**DOCUMENTO**.
======

O país é um dos maiores produtores, consumidores e exportadores de amianto do mundo, que é utilizado em quase três mil produtos industriais, dentre os quais telhas e caixas d'água que são destinados, sobretudo, às populações mais carentes e, portanto, mais expostas e vulneráveis aos riscos de contaminação.
Frente a essa perversa situação, a Associação Brasileira dos Expostos ao Amianto (ABREA) e poucas pessoas altamente comprometidas e qualificadas lutam para denunciar essa agressão à saúde e à vida – especialmente a dos mais pobres –, mas sofrem, por isso, constante isolamento, amordaçamento, ameaças, intimidações, perseguição e tentativas de criminalização, como já foi demonstrado no relatório “Na Linha de Frente: Defensores dos Direitos Humanos no Brasil de 2002-2005”, elaborado pelas organizações Justiça Global e Terra de Direitos (http://fdcl-berlin.de/fileadmin/fdcl/Publikationen/relatoriodefensores2005.pdf), também em anexo.

======

**EXERCÍCIO BREVE 1**. Duplique o documento na íntegra, sem nenhuma alteração.
O documento e a listagem não têm relação entre si.

(Entradas de anotação de regiões)
======

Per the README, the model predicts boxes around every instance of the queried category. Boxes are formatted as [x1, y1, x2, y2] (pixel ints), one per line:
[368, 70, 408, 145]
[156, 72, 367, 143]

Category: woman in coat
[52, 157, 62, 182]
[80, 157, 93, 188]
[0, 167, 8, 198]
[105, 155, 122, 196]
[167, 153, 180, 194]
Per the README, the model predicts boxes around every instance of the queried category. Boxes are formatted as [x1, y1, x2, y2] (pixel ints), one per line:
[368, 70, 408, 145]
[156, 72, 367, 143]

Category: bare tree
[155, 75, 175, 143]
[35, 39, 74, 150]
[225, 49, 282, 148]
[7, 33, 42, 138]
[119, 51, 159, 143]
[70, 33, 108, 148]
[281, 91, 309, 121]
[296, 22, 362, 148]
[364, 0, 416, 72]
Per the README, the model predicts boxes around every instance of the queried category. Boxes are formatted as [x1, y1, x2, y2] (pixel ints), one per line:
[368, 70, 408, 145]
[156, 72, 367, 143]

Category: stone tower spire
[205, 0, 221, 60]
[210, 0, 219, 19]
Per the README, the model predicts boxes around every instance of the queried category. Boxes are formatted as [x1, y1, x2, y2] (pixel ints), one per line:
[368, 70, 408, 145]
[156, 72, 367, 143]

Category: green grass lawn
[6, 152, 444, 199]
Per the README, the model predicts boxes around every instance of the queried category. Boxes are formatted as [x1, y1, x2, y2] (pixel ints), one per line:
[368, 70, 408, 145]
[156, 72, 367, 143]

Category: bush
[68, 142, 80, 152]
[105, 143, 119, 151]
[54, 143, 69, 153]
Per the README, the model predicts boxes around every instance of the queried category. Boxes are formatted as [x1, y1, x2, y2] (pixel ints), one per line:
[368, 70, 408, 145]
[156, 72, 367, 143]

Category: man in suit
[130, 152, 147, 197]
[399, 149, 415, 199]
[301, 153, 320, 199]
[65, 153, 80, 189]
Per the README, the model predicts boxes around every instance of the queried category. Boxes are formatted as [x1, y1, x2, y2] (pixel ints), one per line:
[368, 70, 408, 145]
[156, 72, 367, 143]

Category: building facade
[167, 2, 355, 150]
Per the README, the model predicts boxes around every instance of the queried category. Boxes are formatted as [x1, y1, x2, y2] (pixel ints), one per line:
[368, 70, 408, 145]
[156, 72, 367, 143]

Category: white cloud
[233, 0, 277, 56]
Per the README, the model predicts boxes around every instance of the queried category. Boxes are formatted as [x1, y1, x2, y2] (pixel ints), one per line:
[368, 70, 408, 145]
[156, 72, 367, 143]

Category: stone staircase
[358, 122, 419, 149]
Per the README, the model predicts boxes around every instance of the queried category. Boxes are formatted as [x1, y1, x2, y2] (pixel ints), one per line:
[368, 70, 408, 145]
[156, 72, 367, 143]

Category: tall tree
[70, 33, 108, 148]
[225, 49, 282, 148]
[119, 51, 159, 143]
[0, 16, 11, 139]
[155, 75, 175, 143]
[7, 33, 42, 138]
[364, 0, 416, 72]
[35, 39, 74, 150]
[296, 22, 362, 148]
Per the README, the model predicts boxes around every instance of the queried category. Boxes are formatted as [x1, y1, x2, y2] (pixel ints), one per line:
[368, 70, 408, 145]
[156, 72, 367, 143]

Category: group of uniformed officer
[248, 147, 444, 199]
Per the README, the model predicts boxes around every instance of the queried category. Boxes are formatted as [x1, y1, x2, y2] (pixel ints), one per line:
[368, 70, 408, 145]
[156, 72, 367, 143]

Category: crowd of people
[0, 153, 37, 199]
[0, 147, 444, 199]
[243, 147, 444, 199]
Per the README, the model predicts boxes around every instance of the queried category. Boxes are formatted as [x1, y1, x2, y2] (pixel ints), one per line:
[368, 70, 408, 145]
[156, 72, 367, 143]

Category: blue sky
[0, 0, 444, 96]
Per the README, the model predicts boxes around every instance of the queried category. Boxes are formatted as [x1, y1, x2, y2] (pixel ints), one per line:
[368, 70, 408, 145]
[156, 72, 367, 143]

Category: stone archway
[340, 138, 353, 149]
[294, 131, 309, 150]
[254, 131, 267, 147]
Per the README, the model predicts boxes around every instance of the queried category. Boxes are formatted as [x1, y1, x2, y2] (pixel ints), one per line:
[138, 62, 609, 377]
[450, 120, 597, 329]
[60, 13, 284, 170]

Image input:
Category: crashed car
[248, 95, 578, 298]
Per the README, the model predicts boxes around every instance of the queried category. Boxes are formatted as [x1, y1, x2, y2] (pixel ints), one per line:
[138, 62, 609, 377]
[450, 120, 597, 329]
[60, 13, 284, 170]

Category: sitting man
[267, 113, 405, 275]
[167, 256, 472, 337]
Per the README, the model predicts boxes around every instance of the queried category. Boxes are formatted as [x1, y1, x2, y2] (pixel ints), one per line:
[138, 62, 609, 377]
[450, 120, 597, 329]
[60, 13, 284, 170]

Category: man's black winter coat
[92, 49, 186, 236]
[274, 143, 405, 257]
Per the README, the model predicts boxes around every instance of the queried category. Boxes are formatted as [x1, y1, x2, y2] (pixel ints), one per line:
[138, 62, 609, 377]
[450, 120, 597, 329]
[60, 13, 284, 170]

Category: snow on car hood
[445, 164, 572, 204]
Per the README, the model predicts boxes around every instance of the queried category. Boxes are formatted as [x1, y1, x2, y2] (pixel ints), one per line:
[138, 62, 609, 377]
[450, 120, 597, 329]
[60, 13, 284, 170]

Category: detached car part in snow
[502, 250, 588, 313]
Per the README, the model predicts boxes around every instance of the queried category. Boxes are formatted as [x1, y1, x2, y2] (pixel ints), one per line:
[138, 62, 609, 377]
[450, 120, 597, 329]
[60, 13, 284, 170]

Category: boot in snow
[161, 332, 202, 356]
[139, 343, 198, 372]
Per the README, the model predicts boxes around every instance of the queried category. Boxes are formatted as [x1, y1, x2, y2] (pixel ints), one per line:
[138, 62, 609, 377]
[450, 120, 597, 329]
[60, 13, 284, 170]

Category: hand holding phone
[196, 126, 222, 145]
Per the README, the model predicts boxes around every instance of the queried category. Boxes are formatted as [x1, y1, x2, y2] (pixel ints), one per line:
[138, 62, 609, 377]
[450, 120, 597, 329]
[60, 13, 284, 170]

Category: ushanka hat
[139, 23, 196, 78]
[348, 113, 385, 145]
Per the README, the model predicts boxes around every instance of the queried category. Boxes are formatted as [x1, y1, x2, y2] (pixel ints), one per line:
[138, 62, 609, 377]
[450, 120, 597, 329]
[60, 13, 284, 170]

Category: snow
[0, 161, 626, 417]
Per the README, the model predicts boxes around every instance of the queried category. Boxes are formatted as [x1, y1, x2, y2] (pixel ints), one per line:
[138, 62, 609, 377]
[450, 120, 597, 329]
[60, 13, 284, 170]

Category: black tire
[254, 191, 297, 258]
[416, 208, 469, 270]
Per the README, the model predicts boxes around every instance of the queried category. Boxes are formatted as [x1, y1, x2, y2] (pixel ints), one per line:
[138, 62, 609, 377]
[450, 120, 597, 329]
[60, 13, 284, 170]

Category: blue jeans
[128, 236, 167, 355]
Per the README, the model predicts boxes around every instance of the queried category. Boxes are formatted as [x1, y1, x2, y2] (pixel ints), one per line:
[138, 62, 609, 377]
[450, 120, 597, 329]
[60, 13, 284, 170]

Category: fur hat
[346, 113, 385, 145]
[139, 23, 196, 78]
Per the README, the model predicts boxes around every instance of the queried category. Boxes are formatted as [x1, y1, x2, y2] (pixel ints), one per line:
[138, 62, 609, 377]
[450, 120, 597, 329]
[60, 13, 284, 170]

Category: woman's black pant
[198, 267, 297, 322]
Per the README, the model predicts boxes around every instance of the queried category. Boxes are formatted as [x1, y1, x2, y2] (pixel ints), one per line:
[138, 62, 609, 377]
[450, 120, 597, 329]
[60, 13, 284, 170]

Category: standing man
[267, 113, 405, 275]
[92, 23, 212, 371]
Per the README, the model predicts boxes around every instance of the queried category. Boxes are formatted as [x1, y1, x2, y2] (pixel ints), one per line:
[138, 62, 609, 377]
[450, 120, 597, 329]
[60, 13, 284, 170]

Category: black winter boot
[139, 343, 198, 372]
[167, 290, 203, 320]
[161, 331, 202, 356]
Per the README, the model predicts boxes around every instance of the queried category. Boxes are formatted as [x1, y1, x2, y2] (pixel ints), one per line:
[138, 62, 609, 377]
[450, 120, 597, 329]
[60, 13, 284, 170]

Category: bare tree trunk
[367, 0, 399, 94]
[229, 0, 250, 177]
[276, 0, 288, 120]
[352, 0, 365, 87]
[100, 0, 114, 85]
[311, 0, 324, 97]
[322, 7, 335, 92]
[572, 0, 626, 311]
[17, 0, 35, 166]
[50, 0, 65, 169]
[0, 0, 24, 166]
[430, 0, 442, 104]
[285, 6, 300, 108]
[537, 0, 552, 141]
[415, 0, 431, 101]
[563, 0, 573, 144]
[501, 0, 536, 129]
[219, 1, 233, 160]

======

**EXERCÍCIO BREVE 2**. Encontre na listagem cada linha que contém a palavra "coat" e copie essas linhas.

**RESPOSTA DA TAREFA 1**.
O país é um dos maiores produtores, consumidores e exportadores de amianto do mundo, que é utilizado em quase três mil produtos industriais, dentre os quais telhas e caixas d'água que são destinados, sobretudo, às populações mais carentes e, portanto, mais expostas e vulneráveis aos riscos de contaminação.
Frente a essa perversa situação, a Associação Brasileira dos Expostos ao Amianto (ABREA) e poucas pessoas altamente comprometidas e qualificadas lutam para denunciar essa agressão à saúde e à vida – especialmente a dos mais pobres –, mas sofrem, por isso, constante isolamento, amordaçamento, ameaças, intimidações, perseguição e tentativas de criminalização, como já foi demonstrado no relatório “Na Linha de Frente: Defensores dos Direitos Humanos no Brasil de 2002-2005”, elaborado pelas organizações Justiça Global e Terra de Direitos (http://fdcl-berlin.de/fileadmin/fdcl/Publikationen/relatoriodefensores2005.pdf), também em anexo.

**RESPOSTA DA TAREFA 2**.
Category: woman in coat
Category: man's black winter coat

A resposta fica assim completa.